Extract every line of the records that contains the word "white", treating uppercase and lowercase as different.

··· Listed records ···

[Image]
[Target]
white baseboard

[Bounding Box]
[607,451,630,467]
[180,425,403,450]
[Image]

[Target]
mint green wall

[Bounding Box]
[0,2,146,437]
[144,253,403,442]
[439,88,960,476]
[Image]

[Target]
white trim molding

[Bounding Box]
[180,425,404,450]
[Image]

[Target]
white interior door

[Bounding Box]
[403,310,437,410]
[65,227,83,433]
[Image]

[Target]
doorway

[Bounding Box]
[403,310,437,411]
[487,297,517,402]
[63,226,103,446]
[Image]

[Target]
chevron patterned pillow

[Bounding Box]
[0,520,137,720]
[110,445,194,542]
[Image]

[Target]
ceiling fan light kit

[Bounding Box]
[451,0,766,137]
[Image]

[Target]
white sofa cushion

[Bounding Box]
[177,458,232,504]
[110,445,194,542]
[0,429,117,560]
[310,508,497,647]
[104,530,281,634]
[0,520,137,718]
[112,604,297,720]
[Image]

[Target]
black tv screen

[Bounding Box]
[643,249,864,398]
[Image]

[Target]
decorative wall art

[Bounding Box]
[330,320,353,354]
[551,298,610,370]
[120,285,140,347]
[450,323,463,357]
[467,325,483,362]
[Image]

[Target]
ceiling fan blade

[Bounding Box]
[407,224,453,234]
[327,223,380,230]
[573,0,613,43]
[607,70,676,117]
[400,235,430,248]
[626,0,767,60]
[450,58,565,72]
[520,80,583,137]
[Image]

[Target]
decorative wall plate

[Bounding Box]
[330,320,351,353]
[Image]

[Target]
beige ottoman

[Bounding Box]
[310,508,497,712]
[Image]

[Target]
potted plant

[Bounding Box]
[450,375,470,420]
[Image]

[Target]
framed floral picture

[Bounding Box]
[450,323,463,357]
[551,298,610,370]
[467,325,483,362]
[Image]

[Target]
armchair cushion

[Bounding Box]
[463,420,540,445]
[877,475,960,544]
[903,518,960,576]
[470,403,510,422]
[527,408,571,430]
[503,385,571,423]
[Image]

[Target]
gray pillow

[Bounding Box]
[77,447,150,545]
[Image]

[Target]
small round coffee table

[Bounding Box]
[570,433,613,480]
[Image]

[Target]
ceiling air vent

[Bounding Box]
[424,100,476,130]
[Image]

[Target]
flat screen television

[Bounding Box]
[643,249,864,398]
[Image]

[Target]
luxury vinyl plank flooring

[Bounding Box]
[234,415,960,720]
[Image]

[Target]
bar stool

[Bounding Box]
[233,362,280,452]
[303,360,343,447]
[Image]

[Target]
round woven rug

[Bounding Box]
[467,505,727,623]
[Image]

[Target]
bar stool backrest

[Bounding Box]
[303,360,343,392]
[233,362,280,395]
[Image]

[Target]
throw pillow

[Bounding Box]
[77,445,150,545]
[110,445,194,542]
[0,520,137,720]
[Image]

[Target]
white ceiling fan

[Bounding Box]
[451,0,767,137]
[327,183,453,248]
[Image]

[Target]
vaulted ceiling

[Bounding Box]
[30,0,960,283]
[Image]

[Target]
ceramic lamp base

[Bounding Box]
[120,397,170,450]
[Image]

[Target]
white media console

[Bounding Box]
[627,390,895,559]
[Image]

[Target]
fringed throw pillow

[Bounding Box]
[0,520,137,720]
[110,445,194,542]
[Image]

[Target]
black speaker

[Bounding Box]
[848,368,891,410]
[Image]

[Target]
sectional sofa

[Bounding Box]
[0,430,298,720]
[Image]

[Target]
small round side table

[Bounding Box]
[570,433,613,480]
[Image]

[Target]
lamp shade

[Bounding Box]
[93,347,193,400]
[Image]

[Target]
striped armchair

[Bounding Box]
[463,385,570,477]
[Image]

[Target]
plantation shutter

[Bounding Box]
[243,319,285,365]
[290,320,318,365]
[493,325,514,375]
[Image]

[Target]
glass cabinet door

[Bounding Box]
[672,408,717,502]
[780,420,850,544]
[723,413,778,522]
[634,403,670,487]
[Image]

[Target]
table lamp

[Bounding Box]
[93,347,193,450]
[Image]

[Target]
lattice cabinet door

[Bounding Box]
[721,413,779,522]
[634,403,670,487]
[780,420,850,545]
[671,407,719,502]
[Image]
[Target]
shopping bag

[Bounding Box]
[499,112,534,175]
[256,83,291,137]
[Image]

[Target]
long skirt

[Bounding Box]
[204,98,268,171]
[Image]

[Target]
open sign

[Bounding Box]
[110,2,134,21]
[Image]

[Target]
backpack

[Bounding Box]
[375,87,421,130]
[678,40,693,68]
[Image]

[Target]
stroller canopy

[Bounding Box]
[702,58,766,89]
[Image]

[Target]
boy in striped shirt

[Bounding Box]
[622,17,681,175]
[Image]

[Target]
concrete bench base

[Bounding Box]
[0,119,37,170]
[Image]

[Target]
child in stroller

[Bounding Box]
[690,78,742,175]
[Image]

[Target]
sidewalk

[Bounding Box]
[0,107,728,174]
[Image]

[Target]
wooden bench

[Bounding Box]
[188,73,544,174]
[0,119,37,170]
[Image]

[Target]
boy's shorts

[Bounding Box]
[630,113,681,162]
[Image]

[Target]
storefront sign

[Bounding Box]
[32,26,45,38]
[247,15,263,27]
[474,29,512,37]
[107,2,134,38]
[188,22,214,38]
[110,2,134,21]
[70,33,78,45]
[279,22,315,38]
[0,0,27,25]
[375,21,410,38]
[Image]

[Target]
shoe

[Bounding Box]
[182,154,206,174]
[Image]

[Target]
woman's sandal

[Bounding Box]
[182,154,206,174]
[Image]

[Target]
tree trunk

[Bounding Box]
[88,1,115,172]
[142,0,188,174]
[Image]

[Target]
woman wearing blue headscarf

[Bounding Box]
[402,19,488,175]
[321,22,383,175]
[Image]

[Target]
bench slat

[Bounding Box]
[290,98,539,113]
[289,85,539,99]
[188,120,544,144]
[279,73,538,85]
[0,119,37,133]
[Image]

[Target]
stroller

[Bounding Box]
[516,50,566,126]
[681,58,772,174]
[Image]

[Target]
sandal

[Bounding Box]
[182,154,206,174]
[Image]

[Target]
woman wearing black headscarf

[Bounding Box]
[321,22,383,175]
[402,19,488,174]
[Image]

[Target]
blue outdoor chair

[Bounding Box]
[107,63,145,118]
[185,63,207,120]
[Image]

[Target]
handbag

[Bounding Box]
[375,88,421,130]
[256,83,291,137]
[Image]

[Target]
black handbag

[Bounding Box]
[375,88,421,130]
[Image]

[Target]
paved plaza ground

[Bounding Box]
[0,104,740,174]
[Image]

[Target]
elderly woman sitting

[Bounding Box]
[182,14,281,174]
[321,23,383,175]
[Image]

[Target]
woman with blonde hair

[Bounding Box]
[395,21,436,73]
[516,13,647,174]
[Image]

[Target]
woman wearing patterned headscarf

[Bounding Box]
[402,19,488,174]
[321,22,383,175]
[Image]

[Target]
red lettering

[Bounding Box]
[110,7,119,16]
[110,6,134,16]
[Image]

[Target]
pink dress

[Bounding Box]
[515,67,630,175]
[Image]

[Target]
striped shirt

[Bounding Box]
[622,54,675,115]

···

## Written answer:
white baseboard
white trim molding
white interior door
white sofa cushion
white ceiling fan
white media console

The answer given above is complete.